Please print every line from the one containing "Task: indicate one point on every instance of the arm" through the last line of the records below, exactly as written and nothing more.
_ _ _ _ _ _ _
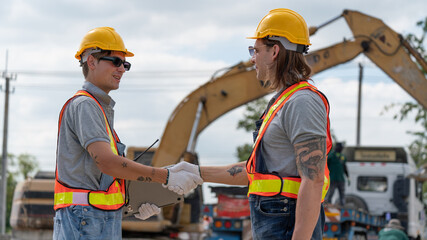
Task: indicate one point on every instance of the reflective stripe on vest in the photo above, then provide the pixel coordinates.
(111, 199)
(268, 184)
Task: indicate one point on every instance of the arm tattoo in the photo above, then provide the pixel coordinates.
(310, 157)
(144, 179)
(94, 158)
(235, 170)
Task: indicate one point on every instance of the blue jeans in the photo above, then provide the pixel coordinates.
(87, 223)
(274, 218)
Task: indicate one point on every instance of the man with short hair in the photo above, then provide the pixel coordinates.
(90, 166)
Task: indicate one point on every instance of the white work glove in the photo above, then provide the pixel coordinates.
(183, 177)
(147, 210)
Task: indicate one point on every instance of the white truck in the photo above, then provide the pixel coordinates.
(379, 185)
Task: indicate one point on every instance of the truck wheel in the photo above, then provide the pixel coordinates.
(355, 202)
_ _ _ _ _ _ _
> [Reply to the task]
Task: indicate one point on every instance of the arm tattoo in the photo above, then provide the pixel coordinates.
(310, 157)
(144, 179)
(94, 158)
(235, 170)
Task: indicate one point on every instance of the blue jeans in the photo above, then provide the pixel coordinates.
(87, 223)
(274, 218)
Task: indicate one point on every instance of the man with short hair in the photo above, then provide the pixel coordinates.
(90, 166)
Task: indicate one point on every instance of the white work glove in the photo above, then provide the pixel coordinates.
(183, 177)
(147, 210)
Task: indicate one point on every instance of the white truck in the photo above, then provide the pixel coordinates.
(379, 185)
Task: indicate one point on every instance of the truck wheel in the photo above, then provide the pixel coordinates.
(355, 202)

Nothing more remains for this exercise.